| Exercise directions |
Can you return, character for character, everything in the listing from the line containing "mask --target=bare soil" down to the end of the listing?

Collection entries
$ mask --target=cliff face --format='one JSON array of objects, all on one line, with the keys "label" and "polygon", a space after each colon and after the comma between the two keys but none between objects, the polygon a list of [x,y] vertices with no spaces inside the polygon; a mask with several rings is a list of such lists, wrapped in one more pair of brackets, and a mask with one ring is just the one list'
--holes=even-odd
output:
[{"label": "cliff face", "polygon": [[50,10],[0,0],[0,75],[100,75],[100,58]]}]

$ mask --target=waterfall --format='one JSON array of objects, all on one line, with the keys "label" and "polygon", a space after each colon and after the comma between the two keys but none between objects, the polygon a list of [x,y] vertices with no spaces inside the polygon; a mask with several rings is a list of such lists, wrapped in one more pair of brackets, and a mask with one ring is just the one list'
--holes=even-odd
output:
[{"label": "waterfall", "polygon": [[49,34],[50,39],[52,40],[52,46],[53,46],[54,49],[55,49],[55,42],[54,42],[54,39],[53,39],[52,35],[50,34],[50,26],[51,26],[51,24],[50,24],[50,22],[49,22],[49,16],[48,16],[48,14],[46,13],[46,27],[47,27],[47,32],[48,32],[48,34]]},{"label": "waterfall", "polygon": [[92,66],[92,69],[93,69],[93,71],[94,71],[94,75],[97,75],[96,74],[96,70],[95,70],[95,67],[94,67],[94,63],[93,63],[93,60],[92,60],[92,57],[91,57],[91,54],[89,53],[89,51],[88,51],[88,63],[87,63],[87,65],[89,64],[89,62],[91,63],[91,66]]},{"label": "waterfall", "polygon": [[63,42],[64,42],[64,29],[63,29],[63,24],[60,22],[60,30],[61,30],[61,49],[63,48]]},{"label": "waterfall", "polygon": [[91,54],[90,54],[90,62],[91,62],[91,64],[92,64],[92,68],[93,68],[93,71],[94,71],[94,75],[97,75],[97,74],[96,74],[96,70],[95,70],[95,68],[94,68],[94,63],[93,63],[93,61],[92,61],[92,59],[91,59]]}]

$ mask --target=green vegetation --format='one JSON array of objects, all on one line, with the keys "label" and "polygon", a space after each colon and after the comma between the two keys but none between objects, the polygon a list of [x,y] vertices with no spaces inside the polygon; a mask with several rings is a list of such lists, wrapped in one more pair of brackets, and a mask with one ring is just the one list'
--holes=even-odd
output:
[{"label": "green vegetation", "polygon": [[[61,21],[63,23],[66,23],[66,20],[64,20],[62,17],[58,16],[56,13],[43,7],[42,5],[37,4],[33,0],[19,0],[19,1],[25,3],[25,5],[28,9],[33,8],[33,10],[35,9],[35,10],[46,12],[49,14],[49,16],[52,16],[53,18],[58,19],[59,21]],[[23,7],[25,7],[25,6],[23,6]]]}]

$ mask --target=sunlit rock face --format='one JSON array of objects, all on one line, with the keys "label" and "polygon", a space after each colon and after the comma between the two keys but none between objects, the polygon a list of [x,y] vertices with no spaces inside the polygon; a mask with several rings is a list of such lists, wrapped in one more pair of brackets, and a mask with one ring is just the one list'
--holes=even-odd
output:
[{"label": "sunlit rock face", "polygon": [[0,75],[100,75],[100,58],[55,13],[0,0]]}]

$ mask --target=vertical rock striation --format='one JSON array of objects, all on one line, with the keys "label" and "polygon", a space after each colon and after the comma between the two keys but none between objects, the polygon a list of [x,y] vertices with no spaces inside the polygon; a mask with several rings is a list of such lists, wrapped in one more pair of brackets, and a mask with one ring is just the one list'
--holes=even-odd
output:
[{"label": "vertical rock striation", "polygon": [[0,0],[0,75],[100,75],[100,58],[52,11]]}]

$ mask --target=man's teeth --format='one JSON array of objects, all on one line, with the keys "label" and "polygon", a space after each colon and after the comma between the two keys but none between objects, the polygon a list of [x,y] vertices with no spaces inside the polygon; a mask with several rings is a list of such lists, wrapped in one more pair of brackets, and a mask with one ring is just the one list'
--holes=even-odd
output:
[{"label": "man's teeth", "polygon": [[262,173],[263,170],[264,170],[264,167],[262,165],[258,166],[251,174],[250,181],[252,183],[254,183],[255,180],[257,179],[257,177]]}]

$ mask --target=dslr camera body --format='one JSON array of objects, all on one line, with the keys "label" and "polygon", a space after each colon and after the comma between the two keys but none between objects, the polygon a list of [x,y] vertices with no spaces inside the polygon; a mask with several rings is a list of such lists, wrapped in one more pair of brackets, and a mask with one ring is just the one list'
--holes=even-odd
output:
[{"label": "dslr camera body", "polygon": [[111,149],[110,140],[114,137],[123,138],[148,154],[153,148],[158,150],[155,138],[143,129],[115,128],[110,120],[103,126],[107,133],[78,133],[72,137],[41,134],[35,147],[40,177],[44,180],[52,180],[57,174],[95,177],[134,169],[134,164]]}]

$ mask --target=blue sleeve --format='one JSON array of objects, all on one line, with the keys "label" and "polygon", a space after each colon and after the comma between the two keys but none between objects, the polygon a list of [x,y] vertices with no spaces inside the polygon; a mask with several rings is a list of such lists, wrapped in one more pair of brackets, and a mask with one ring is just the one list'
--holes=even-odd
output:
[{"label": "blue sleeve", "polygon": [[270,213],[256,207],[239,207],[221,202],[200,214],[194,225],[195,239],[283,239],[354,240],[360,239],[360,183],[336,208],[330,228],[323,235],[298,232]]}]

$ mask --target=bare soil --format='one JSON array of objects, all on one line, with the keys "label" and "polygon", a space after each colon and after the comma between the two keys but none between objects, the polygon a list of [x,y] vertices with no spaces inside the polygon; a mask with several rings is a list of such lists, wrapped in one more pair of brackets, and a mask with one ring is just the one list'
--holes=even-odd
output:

| Final result |
$ mask --target=bare soil --format='one JSON array of objects, all on one line, with the keys "label" and "polygon", a space after each colon and after the comma between the two keys but none between objects, the polygon a list of [x,y] vertices with no spaces inside the polygon; a mask with several rings is a list of such lists, wrapped in one more pair of brackets, and a mask with one ring is just the one list'
--holes=even-odd
output:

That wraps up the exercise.